Entries from a point annotation set:
━━━

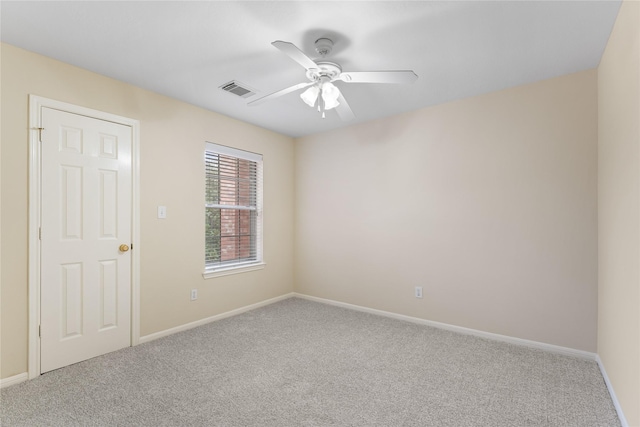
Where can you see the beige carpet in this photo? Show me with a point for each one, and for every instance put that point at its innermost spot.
(301, 363)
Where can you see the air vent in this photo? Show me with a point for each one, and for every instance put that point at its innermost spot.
(238, 88)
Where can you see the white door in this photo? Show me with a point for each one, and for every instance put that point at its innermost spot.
(85, 287)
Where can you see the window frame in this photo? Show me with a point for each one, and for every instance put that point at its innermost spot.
(241, 266)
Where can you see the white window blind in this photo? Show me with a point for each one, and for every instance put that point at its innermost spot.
(233, 199)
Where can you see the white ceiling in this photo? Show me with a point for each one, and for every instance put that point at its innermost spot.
(187, 49)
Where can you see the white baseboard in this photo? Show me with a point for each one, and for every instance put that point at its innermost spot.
(16, 379)
(220, 316)
(496, 337)
(616, 403)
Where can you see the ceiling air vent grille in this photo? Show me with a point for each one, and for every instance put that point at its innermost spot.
(238, 88)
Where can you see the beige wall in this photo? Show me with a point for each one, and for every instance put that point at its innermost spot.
(172, 174)
(619, 210)
(489, 203)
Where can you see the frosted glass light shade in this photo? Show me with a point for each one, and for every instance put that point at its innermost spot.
(330, 95)
(310, 95)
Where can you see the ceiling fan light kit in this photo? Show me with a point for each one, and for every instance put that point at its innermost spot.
(322, 74)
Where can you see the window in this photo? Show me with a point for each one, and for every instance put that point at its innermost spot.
(233, 187)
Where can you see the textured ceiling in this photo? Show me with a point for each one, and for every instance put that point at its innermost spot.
(187, 49)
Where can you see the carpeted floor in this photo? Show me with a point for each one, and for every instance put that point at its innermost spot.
(301, 363)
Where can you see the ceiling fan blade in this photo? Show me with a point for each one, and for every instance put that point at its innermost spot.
(343, 110)
(296, 54)
(280, 93)
(406, 76)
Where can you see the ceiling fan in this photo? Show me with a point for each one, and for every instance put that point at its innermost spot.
(322, 74)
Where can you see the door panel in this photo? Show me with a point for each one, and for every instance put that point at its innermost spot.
(86, 215)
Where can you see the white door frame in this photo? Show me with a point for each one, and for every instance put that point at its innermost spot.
(36, 103)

━━━

[What this task involves] Rewrite all the items above with every "innermost spot" changed to "most central spot" and nothing else altered. Leave the pictures out of your answer.

[Response]
Where can you see the beige carpet in this photo? Show me with a point for each one, and for every instance put that point at its most central spot.
(301, 363)
Where can you see the air vent in this photo? Show me with a point for each one, and for every instance put that point at its most central spot.
(238, 88)
Where can you see the white door in this photo? Show me with a point for each one, and for every instance put that point at its most central spot.
(85, 287)
Where can you see the window frame in this photo? Show me with a point for each one, and for every instance put that point at its most central spot.
(241, 266)
Where can you see the white window blind in this photo? Show me with a point for each one, and for every instance put that point at its most central spot.
(233, 199)
Where can you see the white ceiling in this photo? Show me with a point for each one, and for every instance put that point at its most central spot.
(187, 49)
Where can you see the white baseboard in this photo? Show me with a point for each one, and for every instance put that point at its most central spot.
(16, 379)
(220, 316)
(496, 337)
(616, 403)
Where can you see the ceiling air vent grille in this photo? Show me with a point for each one, and for every instance put that point at its most central spot.
(238, 88)
Where can you see the beige wall in this photo? Show me with a point for each one, and for every instance put that point at its most central spot.
(172, 174)
(619, 210)
(489, 203)
Where can you see the frosted glass light shade in this photo? Show me with a point for each one, and for every instance put that point at its most central spot.
(330, 95)
(310, 95)
Where can you see the ceiling fan light kit in this photo? Show me with a point for each one, and for every instance put that point at its most central spot.
(322, 74)
Where can you see the window in this photo? Show me with a point for each one, and for every instance put that point at its most central spot.
(233, 187)
Where can you see the textured ceiling in this photo? Show me with a point for each one, and for every instance put that point at its most central spot.
(187, 49)
Where can you see the carpeted floor in this photo? Show me with a point for each one, and for every instance put that point at its most central spot.
(301, 363)
Where can you see the ceiling fan blade in this photo? Show me with a point for each one, and for every instance put that point at its most central spot.
(343, 110)
(296, 54)
(280, 93)
(406, 76)
Where can you see the ceiling fan in this photo? Show me with a point for each one, and for every instance put that point at its most central spot.
(322, 74)
Where can you see the door panel in this photo? Show me with a point for each one, and for every instance put that point at its most central spot.
(86, 215)
Where can you see the white door frame in this photo? Show me with a point for each one, and for every instance put that point at its most central spot.
(36, 103)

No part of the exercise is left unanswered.